Prompt ▸ Copy out the records precisely, omitting pictures.
Content starts
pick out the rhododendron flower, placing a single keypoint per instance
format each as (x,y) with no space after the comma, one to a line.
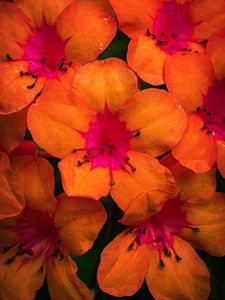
(160,249)
(36,244)
(12,199)
(47,42)
(193,82)
(159,29)
(107,131)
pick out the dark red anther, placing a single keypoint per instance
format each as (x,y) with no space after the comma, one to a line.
(9,57)
(148,33)
(178,258)
(204,41)
(162,264)
(159,42)
(196,229)
(173,35)
(9,260)
(167,252)
(131,246)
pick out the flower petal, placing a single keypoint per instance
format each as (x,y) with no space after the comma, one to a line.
(11,194)
(186,279)
(15,94)
(151,183)
(21,277)
(43,9)
(188,183)
(147,60)
(189,77)
(121,271)
(135,17)
(60,117)
(215,49)
(12,130)
(208,215)
(87,27)
(82,181)
(37,179)
(158,109)
(196,150)
(108,81)
(63,283)
(78,221)
(220,159)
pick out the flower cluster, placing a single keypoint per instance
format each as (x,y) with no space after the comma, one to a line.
Content ends
Solution ▸
pick out the rhododendron flower, placing a single keypoint per instance
format each as (x,y) with no space after the comma, one to a line.
(160,249)
(36,244)
(12,199)
(47,42)
(193,82)
(159,29)
(107,131)
pick out the dark red anther, placing a single keypoint per instance
format each as (x,y) with no space after the comma, one to a line.
(9,57)
(148,33)
(178,258)
(204,41)
(162,264)
(159,42)
(196,229)
(173,35)
(9,260)
(167,252)
(131,246)
pick out the flower petal, placing a single keypoint per instance
format each as (x,y) with no space after the comma, one to a line.
(11,194)
(186,279)
(15,94)
(151,183)
(21,277)
(43,9)
(188,183)
(147,60)
(189,77)
(121,271)
(135,17)
(60,117)
(215,49)
(12,130)
(208,215)
(87,27)
(82,181)
(37,179)
(158,109)
(196,150)
(108,81)
(63,283)
(78,221)
(220,159)
pick out the flower cluster, placing a single keypoint per instance
format each as (x,y) with no space after the comma, one to a line.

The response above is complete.